[Text provided]
──────────
# HPA pucks?



## Rabbidrabbitt (Mar 21, 2011)

Who has the HPA puck ? My stock mounts are shot and am looking for new mounts but $200 for a HPA or $40 for the BFI. Big price diff is it worth it?


----------



## vwluger22 (Jan 25, 2005)

Yes its worth it made a huge differance over the insert.


----------



## LampyB (Apr 2, 2007)

Would you recommend going with the puck or the new FBI motor mount first? The motor mount hasn't been released yet but I can't spend nearly $500 for both...


----------



## dhenry (Feb 10, 2009)

id get the HPA, one. 
i have the BFI subframe insert, its noticable at first. once its broken in you cant even feel the vibrations, only in reverse.

but i would try the HPA mount. its more solid. im sure thygreyt could chime in here, he has one:thumbup:


----------



## thygreyt (Jun 7, 2009)

i have all 3 mounts from BSH and the puck from HPA.(85a)

the feel is amazing.. the car feels solid, you feel connected... no wheel hop, and honestly, you can now understand the meaning of: "crisp and precise shifting"

in addition to it all, the engine will sound better!  you will be able to hear all 5 cylinders.

all in all, a WELL worth it upgrade.

i honestly dont know what to say other than its awesome. there isnt much of a quantifiable or measured improvement. 

some vids to illustrate my point:

completely stock car (mounts wise)


my car:


----------



## Rabbidrabbitt (Mar 21, 2011)

Thank you is the unreleased new bfi like the hpa ??


----------



## thygreyt (Jun 7, 2009)

Rabbidrabbitt said:


> Thank you is the unreleased new bfi like the hpa ??


the HPA puck is awesome... is a complete solution...


----------



## vr6-kamil (Sep 14, 2008)

thygreyt said:


> i have all 3 mounts from BSH and the puck from HPA.(85a)
> 
> the feel is amazing.. the car feels solid, you feel connected... no wheel hop, and honestly, you can now understand the meaning of: "crisp and precise shifting"
> 
> ...


Hey did u also replace or upgraded some control arm bushing because I heard it can aid in getting rid of wheel hop


----------



## thygreyt (Jun 7, 2009)

vr6-kamil said:


> Hey did u also replace or upgraded some control arm bushing because I heard it can aid in getting rid of wheel hop


 yup...
──────────
[Request A] Reproduce the entries in full, requests included, from the line that contains "If you could locate the hardwood" through the final line of the entries, both ends included. Shift every pixel coordinate in the answers by adding 108 to each number, and leave the requests and their sample points unchanged.
──────────
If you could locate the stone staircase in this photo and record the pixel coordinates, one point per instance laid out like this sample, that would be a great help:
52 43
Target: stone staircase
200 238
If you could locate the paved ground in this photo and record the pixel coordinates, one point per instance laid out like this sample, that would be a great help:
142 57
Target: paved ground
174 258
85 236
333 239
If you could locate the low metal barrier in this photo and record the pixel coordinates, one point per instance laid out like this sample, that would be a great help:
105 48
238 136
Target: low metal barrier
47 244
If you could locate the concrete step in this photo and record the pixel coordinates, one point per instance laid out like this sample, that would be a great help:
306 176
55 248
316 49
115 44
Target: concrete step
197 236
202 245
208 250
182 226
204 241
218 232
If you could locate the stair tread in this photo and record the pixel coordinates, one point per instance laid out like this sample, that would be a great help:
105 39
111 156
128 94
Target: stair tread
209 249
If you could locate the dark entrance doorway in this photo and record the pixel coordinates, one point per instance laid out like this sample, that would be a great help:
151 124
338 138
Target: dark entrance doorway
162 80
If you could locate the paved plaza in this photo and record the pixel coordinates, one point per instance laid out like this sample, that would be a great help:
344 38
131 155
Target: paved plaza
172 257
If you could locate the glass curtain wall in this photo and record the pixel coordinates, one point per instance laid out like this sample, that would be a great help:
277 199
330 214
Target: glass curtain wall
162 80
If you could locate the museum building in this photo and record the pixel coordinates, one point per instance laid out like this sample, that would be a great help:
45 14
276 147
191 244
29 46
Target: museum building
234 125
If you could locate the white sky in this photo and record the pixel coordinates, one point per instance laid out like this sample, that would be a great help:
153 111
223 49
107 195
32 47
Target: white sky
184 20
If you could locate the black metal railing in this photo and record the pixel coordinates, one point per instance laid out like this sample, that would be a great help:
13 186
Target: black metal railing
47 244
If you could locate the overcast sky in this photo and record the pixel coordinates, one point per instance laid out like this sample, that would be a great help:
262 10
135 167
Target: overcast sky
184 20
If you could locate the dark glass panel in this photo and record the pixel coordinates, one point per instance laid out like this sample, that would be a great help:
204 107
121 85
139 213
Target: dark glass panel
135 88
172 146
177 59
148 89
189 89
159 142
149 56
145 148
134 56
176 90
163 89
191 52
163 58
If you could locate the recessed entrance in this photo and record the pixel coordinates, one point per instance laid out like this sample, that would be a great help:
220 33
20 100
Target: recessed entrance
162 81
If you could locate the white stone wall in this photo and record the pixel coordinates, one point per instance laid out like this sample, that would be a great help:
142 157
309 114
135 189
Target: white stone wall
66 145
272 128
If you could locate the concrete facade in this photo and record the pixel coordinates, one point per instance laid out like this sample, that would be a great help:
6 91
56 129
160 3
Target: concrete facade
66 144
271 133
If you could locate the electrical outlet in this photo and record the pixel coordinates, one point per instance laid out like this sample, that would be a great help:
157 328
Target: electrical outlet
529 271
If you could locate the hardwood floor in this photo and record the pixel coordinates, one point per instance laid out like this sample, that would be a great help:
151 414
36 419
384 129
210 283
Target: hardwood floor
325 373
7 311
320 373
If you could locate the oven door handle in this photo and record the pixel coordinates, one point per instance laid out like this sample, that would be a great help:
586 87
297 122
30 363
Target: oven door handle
──────────
[Request B] Take the forum thread about HPA pucks further, starting after its final post.

[Task result A]
If you could locate the hardwood floor in this photo and record the pixel coordinates, one point per instance laid out like this sample, that would be a great help:
151 414
36 419
384 129
210 283
Target: hardwood floor
433 481
115 419
428 481
If you could locate the oven door handle in this photo and record the pixel coordinates, one point per instance laid out like this sample, that would be a great help:
586 87
297 122
30 363
Target: oven door handle

[Task result B]
----------



## b1aCkDeA7h (May 27, 2008)

In synergy, every single mount and bushing upgrade makes the car very nice to drive (I have full BSH mounts, every Whiteline bushing replacement and the WALK, a HPA lower dogbone, 034 upper dogbone, verdict shift bracket, and 42DD shifter cable bushings). 

Sure my rear view mirror vibrates and I need to tighten some now loose trim that also vibrates (between 2-3k usually), but it's still tamer then my friend's Mazdaspeed3 with a race grade dogbone replacement.


----------



## GTACanuck (Feb 20, 2009)

Those whitelines are freakin stiff as F*ck. Apparently a real PITA to install. A fellow 2.5'er up here has them and that car does not budge at all.


----------



## LampyB (Apr 2, 2007)

LampyB said:


> Would you recommend going with the puck or the new FBI motor mount first? The motor mount hasn't been released yet but I can't spend nearly $500 for both...


 haha, the FBI is coming out with a new motor mount. i'm retarded... :screwy:


----------



## dhenry (Feb 10, 2009)

any have experience with these? 








Torque Solution Front Lower Inner Control Arm Bushing 


which ones do you have fred?


----------



## thygreyt (Jun 7, 2009)

i have the antilift. 

sure, its way stiffer than stock, and by a lot... but i makes a wonderful difference in turning. 

it croaks, or it makes a sound when you turn the wheels at low speeds... and install can be a lil hard, because they are almost pressed to go in. but once they're in... its all pure turning goodness.


----------



## lessthanalex (Oct 12, 2009)

The thing I like about any type of mount our bushing is that they can all be added independently at any time. I have all the shift bushings, then added the HPA puck, which is amazing. And recently added the BSH pendulum mount and it as well is awesome. Every time I upgrade a mount or bushing I am shocked by how big of a difference it makes over how great I thought it was before.

Sent from my Galaxy Tab 10.1 using Tapatalk


----------



## tchilds (Nov 21, 2008)

get the soft puck and u be fine, very little vibrations and totally worth the $200. my 80 still vibrates a bit with many miles on it.


----------



## Doc TwoPointFive (Oct 6, 2007)

Rabbidrabbitt said:


> Who has the HPA puck ? My stock mounts are shot and am looking for new mounts but $200 for a HPA or $40 for the BFI. Big price diff is it worth it?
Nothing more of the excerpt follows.